### YOUR OBJECTIVE
Format the rows below as a numbered list, omitting any blank lines.

### INPUT

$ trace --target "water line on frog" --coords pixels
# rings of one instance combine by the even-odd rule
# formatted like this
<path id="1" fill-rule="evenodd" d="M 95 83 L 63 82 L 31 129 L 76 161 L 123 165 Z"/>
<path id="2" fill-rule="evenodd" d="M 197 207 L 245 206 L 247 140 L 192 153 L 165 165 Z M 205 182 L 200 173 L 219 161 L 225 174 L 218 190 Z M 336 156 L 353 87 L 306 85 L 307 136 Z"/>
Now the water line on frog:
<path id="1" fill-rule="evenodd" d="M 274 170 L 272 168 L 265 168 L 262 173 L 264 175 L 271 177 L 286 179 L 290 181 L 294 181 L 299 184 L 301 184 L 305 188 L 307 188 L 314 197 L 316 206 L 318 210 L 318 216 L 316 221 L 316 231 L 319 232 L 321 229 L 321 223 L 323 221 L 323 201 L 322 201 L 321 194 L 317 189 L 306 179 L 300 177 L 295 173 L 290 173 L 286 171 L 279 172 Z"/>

### SOLVED EXERCISE
1. $ trace --target "water line on frog" --coords pixels
2. # rings of one instance combine by the even-odd rule
3. # formatted like this
4. <path id="1" fill-rule="evenodd" d="M 95 83 L 63 82 L 31 129 L 76 161 L 123 165 Z"/>
5. <path id="2" fill-rule="evenodd" d="M 197 207 L 245 206 L 247 140 L 192 153 L 165 165 Z M 205 182 L 200 173 L 219 161 L 225 174 L 218 190 Z M 336 156 L 353 87 L 306 85 L 307 136 Z"/>
6. Now the water line on frog:
7. <path id="1" fill-rule="evenodd" d="M 274 170 L 272 168 L 265 168 L 262 173 L 264 175 L 271 177 L 286 179 L 290 181 L 294 181 L 299 184 L 301 184 L 305 188 L 307 188 L 314 197 L 316 206 L 318 210 L 318 216 L 316 221 L 316 231 L 319 232 L 321 229 L 321 223 L 323 221 L 323 201 L 322 201 L 321 194 L 317 189 L 306 179 L 300 177 L 295 173 L 290 173 L 286 171 L 279 172 Z"/>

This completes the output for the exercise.